> 练习目标:
以 Markdown 表格列出从含有“instance: [(362, 181)]”的那一行起、到含有“[(307, 364)]”的那一行止的各行（首尾两行都包括在内），表格分“序号”和“内容”两列，空行不计。答案中不要放入图片。

> 所给各行:

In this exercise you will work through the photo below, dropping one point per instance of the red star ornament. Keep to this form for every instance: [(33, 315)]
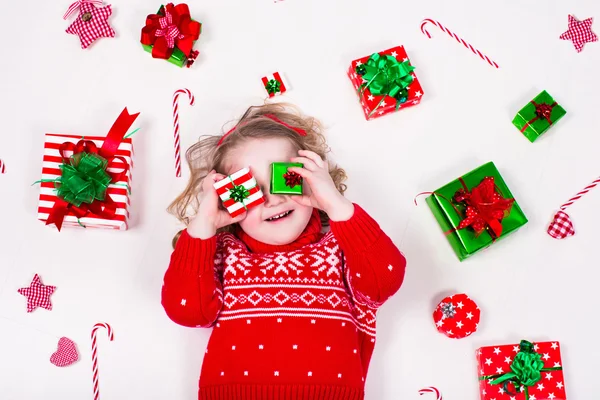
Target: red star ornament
[(580, 33), (38, 294), (91, 24), (457, 316)]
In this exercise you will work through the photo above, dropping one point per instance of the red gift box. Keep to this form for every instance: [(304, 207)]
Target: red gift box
[(377, 105), (529, 371)]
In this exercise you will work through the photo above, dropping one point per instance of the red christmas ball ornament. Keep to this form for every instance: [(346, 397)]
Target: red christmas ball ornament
[(457, 316)]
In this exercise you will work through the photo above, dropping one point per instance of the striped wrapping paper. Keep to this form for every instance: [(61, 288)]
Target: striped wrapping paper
[(241, 178), (275, 76), (119, 194)]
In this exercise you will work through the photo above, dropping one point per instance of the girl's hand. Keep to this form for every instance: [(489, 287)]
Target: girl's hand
[(322, 194), (210, 217)]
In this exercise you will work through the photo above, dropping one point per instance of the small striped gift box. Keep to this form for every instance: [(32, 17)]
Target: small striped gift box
[(117, 191), (274, 84), (239, 192)]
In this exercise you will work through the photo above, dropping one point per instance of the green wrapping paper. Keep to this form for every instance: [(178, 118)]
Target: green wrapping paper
[(285, 182), (538, 116), (467, 241)]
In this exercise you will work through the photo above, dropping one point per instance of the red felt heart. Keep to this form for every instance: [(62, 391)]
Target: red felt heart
[(66, 353), (561, 226)]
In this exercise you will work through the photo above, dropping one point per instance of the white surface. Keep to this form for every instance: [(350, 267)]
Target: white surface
[(528, 286)]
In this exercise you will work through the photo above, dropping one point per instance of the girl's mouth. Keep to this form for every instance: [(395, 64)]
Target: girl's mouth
[(279, 217)]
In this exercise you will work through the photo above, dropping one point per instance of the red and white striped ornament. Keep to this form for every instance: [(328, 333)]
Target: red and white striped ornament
[(458, 39), (431, 389), (176, 135), (561, 226), (95, 354), (245, 179), (118, 191), (276, 76)]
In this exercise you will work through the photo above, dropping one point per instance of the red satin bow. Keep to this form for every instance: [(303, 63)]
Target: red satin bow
[(107, 208), (485, 207), (171, 28)]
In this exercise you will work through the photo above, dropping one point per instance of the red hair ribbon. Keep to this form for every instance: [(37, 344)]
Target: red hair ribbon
[(299, 131)]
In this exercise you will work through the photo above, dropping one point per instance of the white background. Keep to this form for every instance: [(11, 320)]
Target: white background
[(528, 286)]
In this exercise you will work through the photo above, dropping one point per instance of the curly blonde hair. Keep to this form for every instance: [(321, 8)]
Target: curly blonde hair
[(207, 154)]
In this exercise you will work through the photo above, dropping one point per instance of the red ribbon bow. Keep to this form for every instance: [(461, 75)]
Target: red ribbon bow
[(107, 208), (542, 111), (485, 207), (171, 28)]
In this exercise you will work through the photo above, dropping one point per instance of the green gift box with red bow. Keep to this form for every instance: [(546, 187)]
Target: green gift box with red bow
[(385, 82), (525, 371), (170, 34), (476, 210), (538, 116)]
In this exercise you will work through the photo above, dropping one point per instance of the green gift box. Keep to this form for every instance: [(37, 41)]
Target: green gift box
[(284, 181), (538, 116), (476, 210)]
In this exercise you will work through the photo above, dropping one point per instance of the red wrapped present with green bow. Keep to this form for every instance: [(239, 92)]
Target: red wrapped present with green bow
[(476, 210), (86, 181), (525, 371), (385, 82), (170, 34)]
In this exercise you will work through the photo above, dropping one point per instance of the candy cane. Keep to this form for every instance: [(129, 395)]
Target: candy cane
[(95, 354), (431, 389), (176, 126), (458, 39)]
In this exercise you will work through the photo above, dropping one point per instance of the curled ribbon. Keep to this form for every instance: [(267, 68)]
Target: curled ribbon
[(485, 207), (292, 179), (171, 28), (526, 370), (386, 76), (542, 111), (81, 188)]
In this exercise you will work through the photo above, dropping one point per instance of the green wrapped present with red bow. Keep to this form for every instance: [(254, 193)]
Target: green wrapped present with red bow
[(538, 116), (476, 210), (86, 181), (385, 82), (525, 371), (170, 34)]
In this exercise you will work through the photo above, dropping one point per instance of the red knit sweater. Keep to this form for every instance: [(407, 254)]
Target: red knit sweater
[(289, 322)]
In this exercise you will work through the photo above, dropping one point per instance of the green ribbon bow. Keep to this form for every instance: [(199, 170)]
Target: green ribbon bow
[(83, 179), (386, 76), (273, 86), (526, 370), (239, 193)]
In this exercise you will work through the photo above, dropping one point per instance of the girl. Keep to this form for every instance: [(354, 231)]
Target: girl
[(292, 309)]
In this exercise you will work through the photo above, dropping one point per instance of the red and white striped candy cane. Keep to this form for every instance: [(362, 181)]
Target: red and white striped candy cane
[(77, 4), (431, 389), (95, 354), (458, 39), (580, 194), (176, 126)]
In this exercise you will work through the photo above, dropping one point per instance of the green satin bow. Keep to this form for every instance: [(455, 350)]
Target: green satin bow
[(386, 76), (526, 370), (83, 179), (273, 86), (239, 193)]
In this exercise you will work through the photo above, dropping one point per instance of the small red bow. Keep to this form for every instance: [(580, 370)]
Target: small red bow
[(171, 28), (485, 207), (292, 179)]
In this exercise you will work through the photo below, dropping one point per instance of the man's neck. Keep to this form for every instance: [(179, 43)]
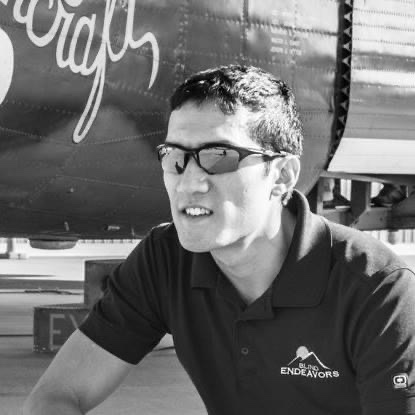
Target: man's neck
[(252, 269)]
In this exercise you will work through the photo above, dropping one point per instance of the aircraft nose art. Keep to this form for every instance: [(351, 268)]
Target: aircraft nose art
[(87, 99)]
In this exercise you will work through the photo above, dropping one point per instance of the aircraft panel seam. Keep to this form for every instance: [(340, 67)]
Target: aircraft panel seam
[(382, 86), (325, 33), (386, 42), (375, 26), (279, 63), (383, 12)]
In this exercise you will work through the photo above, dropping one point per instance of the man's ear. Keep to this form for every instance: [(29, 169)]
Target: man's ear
[(287, 171)]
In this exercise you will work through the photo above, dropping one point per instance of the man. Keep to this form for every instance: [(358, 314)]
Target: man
[(273, 310)]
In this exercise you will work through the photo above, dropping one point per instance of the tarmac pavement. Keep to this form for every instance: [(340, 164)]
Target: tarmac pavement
[(157, 386)]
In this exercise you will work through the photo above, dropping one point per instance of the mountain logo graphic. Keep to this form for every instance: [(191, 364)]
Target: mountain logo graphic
[(307, 364)]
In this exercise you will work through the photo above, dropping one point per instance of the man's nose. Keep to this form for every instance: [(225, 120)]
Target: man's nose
[(194, 179)]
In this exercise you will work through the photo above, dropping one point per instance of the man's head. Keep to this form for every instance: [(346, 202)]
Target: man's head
[(275, 124), (217, 202)]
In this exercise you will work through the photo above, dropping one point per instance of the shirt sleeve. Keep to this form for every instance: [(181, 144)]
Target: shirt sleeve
[(383, 345), (128, 320)]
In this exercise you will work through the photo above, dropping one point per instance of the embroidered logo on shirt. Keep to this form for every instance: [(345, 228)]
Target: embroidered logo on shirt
[(307, 364), (400, 381)]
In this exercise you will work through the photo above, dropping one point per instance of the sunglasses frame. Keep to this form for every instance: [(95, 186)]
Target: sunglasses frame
[(243, 152)]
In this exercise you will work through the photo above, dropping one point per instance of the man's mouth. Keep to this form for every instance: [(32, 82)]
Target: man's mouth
[(197, 211)]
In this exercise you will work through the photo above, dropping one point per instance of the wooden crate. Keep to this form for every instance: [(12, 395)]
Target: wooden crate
[(53, 324)]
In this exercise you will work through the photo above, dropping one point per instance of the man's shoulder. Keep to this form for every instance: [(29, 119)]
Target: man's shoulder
[(361, 253), (164, 232)]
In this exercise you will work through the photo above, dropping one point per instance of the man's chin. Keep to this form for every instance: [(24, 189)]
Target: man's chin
[(195, 244)]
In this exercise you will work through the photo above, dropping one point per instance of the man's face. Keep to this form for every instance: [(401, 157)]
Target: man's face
[(211, 212)]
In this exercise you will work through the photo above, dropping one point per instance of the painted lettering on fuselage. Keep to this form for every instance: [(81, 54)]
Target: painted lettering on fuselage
[(59, 30)]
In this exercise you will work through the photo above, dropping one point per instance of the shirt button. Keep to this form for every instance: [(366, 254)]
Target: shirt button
[(245, 351)]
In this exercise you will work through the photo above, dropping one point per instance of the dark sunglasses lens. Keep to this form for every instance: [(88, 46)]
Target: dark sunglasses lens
[(217, 160), (172, 159)]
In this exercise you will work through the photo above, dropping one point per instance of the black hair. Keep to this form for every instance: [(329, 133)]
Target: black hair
[(277, 126)]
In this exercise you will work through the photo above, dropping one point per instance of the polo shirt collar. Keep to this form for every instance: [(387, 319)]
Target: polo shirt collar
[(303, 277)]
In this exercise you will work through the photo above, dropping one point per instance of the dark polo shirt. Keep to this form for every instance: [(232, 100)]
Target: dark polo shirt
[(334, 334)]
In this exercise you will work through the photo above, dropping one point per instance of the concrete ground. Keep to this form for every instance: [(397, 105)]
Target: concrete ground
[(158, 386)]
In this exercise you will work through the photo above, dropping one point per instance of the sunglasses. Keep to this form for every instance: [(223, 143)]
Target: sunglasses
[(213, 158)]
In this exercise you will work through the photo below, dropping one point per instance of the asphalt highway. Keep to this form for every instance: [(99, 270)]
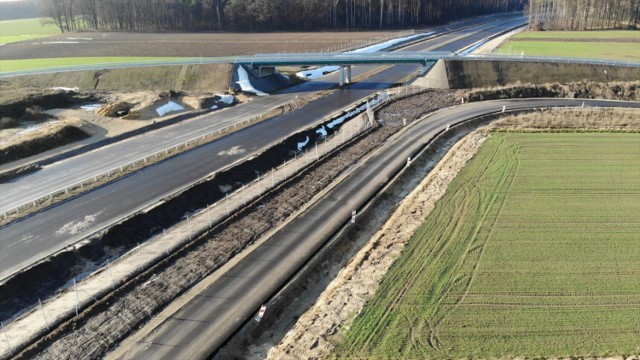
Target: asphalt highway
[(65, 173), (33, 238), (200, 327)]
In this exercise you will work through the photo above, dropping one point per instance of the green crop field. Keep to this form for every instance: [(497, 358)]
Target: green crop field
[(29, 64), (533, 252), (612, 45), (25, 29)]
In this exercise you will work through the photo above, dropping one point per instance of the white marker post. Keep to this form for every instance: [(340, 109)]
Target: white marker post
[(6, 338), (263, 309), (75, 288), (43, 314)]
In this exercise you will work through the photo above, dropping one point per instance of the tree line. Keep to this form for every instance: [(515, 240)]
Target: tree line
[(583, 14), (262, 15)]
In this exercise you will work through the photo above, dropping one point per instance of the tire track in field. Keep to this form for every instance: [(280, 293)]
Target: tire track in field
[(509, 175)]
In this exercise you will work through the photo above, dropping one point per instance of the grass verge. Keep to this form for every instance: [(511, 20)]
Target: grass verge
[(529, 254), (611, 45), (29, 64)]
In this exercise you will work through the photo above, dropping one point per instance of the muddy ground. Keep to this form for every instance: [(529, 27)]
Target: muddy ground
[(209, 251), (314, 333), (35, 120)]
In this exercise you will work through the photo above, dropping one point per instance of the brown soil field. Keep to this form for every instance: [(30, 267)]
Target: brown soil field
[(90, 44)]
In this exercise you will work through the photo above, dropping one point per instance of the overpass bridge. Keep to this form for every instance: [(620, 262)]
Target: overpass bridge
[(265, 64)]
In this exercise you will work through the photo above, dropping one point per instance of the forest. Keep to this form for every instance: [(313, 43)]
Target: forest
[(583, 14), (262, 15)]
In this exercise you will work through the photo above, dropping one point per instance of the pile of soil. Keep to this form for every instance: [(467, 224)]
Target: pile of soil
[(15, 100), (63, 136)]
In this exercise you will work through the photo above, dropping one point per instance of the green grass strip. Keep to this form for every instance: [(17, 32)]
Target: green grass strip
[(30, 64), (588, 50), (532, 253)]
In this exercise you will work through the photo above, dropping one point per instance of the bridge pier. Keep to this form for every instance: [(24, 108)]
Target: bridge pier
[(345, 75)]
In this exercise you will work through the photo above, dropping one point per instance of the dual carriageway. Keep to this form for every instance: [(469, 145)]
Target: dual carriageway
[(201, 326)]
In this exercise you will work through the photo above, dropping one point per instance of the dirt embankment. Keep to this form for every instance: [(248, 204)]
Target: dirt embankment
[(60, 137), (318, 329), (472, 74), (627, 91), (19, 102), (206, 254), (209, 251)]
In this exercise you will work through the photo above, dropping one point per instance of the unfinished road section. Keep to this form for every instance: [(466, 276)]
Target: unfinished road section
[(197, 329), (37, 236)]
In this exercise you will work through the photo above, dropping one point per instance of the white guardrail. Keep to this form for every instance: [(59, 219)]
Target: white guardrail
[(121, 168), (354, 110)]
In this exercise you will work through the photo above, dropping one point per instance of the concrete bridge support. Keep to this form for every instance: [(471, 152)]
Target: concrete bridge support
[(345, 74)]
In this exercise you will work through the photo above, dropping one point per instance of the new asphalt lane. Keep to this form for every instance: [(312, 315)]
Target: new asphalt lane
[(197, 329), (33, 238)]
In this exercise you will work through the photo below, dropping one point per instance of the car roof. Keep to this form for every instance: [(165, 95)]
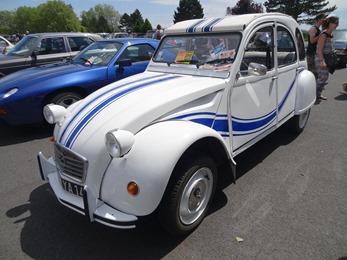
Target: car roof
[(130, 40), (225, 24), (92, 35)]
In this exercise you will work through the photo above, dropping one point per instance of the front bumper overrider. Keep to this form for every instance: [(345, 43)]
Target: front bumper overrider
[(88, 205)]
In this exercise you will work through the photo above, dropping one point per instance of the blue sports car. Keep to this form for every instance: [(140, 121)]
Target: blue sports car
[(23, 94)]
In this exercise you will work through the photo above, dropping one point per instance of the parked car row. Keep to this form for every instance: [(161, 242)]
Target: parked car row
[(28, 91)]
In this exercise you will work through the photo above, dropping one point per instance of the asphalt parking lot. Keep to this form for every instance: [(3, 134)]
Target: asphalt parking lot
[(289, 201)]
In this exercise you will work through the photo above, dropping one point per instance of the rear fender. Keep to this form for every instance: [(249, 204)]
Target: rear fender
[(306, 92)]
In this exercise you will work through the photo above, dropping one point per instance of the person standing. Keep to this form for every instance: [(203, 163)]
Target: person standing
[(159, 32), (325, 45), (313, 35)]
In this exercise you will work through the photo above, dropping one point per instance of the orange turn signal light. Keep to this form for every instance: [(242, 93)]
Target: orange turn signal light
[(133, 188)]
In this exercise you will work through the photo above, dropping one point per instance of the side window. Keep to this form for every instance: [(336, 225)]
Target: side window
[(78, 43), (286, 51), (259, 50), (51, 46), (135, 53), (301, 44)]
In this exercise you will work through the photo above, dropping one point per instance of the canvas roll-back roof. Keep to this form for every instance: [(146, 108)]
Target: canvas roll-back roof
[(222, 24)]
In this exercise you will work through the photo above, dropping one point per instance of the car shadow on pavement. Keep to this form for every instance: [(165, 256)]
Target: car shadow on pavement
[(15, 135)]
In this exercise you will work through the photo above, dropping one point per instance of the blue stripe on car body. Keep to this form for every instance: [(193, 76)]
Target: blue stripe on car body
[(99, 96), (96, 110), (193, 27), (209, 26)]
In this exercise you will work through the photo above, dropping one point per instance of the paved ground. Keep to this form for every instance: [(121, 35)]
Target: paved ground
[(289, 202)]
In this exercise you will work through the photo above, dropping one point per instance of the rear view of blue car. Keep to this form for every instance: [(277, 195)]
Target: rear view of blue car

> 书面作答:
| 序号 | 内容 |
|---|---|
| 1 | In this exercise you will work through the photo above, dropping one point per instance of the red and white striped candy cane. Keep to this form for every instance: [(362, 181)] |
| 2 | Target: red and white striped candy cane |
| 3 | [(77, 4), (431, 389), (95, 354), (458, 39), (580, 194), (176, 126)] |
| 4 | In this exercise you will work through the photo above, dropping one point per instance of the green satin bow. Keep to this form for every instance: [(455, 350)] |
| 5 | Target: green satin bow |
| 6 | [(386, 76), (526, 370), (83, 179), (273, 86), (239, 193)] |
| 7 | In this exercise you will work through the photo above, dropping one point per instance of the small red bow. Keep to this form for every instance: [(580, 370)] |
| 8 | Target: small red bow |
| 9 | [(171, 28), (485, 207), (292, 179)] |
| 10 | In this exercise you will work through the photo below, dropping one point per instance of the man's neck. Keep to this form for every instance: [(179, 43)] |
| 11 | Target: man's neck |
| 12 | [(252, 269)] |
| 13 | In this exercise you will work through the photo above, dropping one point per instance of the aircraft nose art. Keep to this form for every instance: [(351, 268)] |
| 14 | Target: aircraft nose art |
| 15 | [(87, 99)] |
| 16 | In this exercise you will work through the photo above, dropping one point per instance of the aircraft panel seam. Keep to this form for every instance: [(340, 67)] |
| 17 | Target: aircraft panel seam |
| 18 | [(382, 86), (325, 33), (386, 42), (375, 26), (279, 63), (383, 12)] |
| 19 | In this exercise you will work through the photo above, dropping one point per instance of the man's ear. Keep to this form for every instance: [(29, 169)] |
| 20 | Target: man's ear |
| 21 | [(287, 171)] |
| 22 | In this exercise you will work through the photo above, dropping one point per instance of the man. Keep to this form for every instance: [(358, 314)] |
| 23 | Target: man |
| 24 | [(273, 310)] |
| 25 | In this exercise you will work through the photo above, dropping one point per instance of the tarmac pavement. Keep to this form for every instance: [(340, 164)] |
| 26 | Target: tarmac pavement |
| 27 | [(157, 386)] |
| 28 | In this exercise you will work through the photo above, dropping one point per instance of the mountain logo graphic. Keep to this form for every instance: [(191, 364)] |
| 29 | Target: mountain logo graphic |
| 30 | [(307, 364)] |